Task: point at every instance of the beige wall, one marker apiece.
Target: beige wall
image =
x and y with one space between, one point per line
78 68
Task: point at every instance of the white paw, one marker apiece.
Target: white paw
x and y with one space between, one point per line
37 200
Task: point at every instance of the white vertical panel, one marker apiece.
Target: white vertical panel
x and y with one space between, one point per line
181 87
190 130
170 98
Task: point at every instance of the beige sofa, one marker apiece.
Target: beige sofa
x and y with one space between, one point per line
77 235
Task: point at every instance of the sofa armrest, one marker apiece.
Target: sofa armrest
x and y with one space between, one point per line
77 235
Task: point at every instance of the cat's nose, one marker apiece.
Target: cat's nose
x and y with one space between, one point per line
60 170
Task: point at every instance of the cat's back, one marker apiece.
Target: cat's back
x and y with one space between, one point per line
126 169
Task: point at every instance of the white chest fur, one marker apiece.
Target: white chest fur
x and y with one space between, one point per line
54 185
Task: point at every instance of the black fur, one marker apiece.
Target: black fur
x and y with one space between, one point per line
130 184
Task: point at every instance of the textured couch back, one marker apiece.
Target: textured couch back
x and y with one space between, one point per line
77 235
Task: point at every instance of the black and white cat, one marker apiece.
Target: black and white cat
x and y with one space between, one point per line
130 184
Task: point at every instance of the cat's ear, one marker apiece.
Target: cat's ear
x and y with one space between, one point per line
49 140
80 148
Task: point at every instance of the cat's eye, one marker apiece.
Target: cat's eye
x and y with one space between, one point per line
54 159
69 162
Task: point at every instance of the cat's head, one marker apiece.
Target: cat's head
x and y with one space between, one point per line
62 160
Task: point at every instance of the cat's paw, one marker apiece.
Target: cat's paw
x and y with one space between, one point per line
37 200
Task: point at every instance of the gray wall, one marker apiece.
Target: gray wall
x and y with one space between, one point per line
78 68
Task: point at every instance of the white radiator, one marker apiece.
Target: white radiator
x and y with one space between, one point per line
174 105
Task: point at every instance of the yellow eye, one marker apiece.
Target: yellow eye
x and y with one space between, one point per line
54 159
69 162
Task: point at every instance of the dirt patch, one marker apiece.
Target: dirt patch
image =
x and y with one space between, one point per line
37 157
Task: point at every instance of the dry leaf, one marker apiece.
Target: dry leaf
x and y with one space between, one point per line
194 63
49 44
+++++
### Aim of the task
Reproduce every one of the records above word for word, keeping each line as it stands.

### Correct output
Task: point at every instance of the beige wall, one marker apiece.
Target: beige wall
image =
x and y with one space between, one point per line
78 68
Task: point at every instance of the white paw, one marker apiece.
Target: white paw
x and y with one space between, one point per line
37 200
Task: point at every instance of the white vertical panel, one marker apiece.
Target: white vertical panel
x and y with one space between, one point per line
181 87
190 130
170 98
Task: point at every instance of the beige sofa, one marker apiece.
Target: beige sofa
x and y with one space between, one point per line
77 235
Task: point at every instance of the sofa armrest, one marker apiece.
Target: sofa armrest
x and y with one space between, one point per line
77 235
Task: point at every instance of the cat's nose, one marker apiece.
Target: cat's nose
x and y with one space between, one point per line
60 170
Task: point at every instance of the cat's back, one marker apiece.
Target: cat's back
x and y with one space between, one point per line
126 169
Task: point at every instance of the white chest fur, one marker apiece.
Target: white chest fur
x and y with one space between, one point per line
54 185
Task: point at every instance of the black fur, one marker apiece.
Target: black fur
x and y with one space between, one point per line
130 184
Task: point at every instance of the textured couch back, one marker apiece.
Target: textured couch back
x and y with one space between, one point per line
77 235
Task: point at every instance of the black and white cat, one marker apiece.
Target: black and white cat
x and y with one space between, one point per line
130 184
Task: point at every instance of the cat's ear, one marker apiece.
Target: cat's ear
x and y with one space between, one point per line
49 140
80 148
Task: point at every instance of the cat's eye, one marker apiece.
Target: cat's eye
x and y with one space between, one point per line
54 159
69 162
Task: point at every instance of the cat's head, one marker apiece.
Target: cat's head
x and y with one space between, one point per line
62 160
Task: point at every instance of the cat's paw, one marker apiece.
Target: cat's paw
x and y with one space between, one point per line
37 200
Task: point at every instance of the gray wall, one marker apiece.
Target: gray wall
x and y with one space between, one point per line
78 68
Task: point at every instance of the white radiator, one marker apiece.
Target: white radiator
x and y with one space between, one point per line
174 105
Task: point at every instance of the yellow eye, one marker apiece.
Target: yellow eye
x and y with one space between, one point per line
54 159
69 162
Task: point at every instance of the dirt patch, one marker apiece.
Target: dirt patch
image =
x and y with one space between, one point per line
37 157
Task: point at every instance of the dry leaf, one marker apiece.
Target: dry leaf
x and y with one space between, one point per line
194 63
49 44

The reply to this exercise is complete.